CONSIGNE: Transcrivez sans rien changer le passage de l'extrait ci-dessous sur les présidents Diouf, Wade et Macky Sall : partez des mots « En posant le » et arrêtez-vous après « serait synonyme d'innovation. ».

━━ EXTRAIT À LIRE

Rédigé par Dakarposte le Vendredi 2 Décembre 2016 à 08:25

Diouf, Wade et Macky, ce qui les unit et les sépare!
En posant le curseur sur leur âge à leur arrivée au pouvoir, certaines contradictions apparaissent dans les idées reçues, accréditant la thèse selon laquelle la jeunesse serait synonyme d'innovation.

Quelles différences, ressemblances, peut-on pointer entre les Présidents Abdou Diouf, Abdoulaye Wade et Macky Sall ? La tentation de la comparaison est prenante. Mais elle peut être hasardeuse. Beaucoup de facteurs contextuels pourraient biaiser un exercice difficile dont la pratique prendrait du temps pour en parler et de l'espace rédactionnel. Le premier obstacle proviendrait de la mise à l'écart du Président Léopold Sédar Senghor dans cet exercice de comparaison. Il est tout de même père fondateur de la nation sénégalaise, inspirateur des institutions et textes sur lesquels repose notre pays. Tous les chefs d'état qui lui ont succédé à la suite de son départ volontaire non négocié, lui rendent hommage et se réfèrent à lui, pour ses bonnes pratiques républicaines supposées ou réelles.

━━━━
━━ LIGNES ENREGISTRÉES

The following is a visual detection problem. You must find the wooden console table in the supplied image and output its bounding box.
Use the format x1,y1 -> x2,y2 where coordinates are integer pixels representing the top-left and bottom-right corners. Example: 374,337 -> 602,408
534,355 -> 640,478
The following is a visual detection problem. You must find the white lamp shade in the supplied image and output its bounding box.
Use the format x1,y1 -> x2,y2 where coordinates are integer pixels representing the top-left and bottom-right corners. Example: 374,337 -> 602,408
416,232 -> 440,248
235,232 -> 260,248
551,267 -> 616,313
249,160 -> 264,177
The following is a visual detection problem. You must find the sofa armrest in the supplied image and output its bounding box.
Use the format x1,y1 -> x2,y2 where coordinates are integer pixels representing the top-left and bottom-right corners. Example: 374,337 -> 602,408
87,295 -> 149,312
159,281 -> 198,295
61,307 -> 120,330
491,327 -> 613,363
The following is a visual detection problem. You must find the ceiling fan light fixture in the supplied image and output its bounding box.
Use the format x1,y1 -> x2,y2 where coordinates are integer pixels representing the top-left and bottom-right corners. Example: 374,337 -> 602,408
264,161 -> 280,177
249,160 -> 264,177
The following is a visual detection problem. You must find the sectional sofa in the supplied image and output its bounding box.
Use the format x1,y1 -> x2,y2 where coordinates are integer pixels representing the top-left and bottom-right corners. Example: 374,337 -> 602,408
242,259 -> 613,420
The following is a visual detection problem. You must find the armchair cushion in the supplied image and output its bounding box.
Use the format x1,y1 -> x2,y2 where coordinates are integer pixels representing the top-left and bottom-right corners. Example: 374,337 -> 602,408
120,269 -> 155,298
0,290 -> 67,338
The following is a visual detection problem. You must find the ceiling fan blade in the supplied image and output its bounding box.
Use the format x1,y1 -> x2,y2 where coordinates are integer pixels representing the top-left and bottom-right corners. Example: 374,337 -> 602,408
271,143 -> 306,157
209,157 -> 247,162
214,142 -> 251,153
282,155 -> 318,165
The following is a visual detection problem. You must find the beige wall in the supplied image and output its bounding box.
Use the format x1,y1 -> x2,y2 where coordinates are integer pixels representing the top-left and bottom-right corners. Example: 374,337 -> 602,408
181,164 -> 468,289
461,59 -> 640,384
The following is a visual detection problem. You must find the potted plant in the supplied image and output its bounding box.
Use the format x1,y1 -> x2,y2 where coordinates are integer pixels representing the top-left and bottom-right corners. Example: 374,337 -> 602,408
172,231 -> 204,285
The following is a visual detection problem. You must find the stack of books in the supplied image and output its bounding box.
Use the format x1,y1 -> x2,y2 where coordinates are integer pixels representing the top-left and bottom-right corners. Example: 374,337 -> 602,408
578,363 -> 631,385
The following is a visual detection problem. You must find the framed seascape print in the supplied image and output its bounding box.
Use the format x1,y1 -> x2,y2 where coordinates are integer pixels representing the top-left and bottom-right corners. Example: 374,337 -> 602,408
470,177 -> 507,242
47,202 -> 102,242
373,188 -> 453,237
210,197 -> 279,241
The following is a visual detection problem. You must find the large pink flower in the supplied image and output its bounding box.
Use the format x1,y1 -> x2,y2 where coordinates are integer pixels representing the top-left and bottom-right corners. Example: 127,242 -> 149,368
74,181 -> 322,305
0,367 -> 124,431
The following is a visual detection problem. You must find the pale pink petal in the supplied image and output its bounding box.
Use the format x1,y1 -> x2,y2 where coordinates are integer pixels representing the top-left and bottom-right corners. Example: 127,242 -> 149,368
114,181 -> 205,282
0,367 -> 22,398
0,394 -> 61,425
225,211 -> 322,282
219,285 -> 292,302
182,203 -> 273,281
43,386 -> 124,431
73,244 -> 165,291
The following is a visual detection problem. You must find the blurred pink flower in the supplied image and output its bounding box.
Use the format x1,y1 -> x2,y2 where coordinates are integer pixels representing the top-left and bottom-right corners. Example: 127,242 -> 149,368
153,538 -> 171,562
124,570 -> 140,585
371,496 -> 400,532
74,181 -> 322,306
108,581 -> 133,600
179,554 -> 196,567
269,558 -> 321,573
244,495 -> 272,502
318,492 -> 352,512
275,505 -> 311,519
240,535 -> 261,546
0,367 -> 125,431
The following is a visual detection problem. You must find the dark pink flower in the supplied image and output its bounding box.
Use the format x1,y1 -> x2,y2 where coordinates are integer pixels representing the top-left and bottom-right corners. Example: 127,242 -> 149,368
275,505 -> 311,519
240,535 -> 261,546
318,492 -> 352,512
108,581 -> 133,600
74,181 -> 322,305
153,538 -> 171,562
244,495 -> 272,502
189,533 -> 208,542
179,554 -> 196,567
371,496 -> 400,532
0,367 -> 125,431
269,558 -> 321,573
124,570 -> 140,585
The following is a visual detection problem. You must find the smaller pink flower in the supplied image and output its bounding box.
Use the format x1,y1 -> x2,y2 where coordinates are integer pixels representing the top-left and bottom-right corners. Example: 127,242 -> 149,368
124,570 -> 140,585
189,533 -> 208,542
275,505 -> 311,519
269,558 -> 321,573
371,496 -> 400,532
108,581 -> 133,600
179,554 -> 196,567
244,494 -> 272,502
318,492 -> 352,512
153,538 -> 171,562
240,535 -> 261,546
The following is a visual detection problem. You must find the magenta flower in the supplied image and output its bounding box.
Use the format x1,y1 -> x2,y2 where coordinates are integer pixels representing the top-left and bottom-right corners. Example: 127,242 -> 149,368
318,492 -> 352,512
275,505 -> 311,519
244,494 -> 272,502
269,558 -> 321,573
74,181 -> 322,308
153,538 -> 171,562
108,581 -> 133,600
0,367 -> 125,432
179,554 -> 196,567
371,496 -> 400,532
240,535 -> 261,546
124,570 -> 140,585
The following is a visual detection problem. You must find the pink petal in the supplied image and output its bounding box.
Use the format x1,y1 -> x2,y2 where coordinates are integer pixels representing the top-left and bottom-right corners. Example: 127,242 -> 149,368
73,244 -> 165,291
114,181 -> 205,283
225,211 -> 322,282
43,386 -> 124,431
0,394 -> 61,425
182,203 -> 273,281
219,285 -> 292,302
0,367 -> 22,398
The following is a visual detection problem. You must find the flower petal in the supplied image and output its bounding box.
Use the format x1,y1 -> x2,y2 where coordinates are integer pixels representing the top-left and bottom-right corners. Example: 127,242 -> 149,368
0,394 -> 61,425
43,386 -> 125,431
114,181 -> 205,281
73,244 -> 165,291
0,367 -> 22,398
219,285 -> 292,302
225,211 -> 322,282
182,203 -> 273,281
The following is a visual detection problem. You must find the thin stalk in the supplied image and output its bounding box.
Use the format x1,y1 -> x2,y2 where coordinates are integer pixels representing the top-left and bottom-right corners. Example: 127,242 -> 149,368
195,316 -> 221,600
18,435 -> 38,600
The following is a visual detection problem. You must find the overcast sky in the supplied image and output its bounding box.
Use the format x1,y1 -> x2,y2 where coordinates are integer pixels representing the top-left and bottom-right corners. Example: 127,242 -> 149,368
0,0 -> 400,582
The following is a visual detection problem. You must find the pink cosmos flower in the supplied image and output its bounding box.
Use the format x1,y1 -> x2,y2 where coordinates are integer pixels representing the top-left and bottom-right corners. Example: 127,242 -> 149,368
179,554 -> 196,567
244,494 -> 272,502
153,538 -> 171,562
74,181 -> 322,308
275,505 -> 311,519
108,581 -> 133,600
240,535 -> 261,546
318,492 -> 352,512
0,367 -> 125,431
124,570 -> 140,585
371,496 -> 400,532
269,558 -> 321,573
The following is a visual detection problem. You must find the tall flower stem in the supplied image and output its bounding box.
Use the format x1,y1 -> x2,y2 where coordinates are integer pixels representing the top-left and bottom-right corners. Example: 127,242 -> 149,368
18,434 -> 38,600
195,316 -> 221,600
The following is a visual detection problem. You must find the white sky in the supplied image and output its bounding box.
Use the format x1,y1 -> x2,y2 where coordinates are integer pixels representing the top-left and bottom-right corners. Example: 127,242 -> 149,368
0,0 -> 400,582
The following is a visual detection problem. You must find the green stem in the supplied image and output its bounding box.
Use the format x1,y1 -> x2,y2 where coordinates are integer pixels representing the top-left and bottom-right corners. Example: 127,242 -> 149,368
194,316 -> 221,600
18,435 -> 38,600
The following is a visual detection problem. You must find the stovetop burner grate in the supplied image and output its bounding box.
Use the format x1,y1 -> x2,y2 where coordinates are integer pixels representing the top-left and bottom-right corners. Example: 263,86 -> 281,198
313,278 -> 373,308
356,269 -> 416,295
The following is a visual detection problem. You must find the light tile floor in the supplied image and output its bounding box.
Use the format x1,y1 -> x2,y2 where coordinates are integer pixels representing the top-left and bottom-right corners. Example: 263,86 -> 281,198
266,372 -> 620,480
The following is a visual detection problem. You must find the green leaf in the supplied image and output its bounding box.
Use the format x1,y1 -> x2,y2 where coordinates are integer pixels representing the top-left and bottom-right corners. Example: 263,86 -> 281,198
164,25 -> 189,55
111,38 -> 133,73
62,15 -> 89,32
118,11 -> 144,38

━━━━

RÉSULTAT FINAL:
En posant le curseur sur leur âge à leur arrivée au pouvoir, certaines contradictions apparaissent dans les idées reçues, accréditant la thèse selon laquelle la jeunesse serait synonyme d'innovation.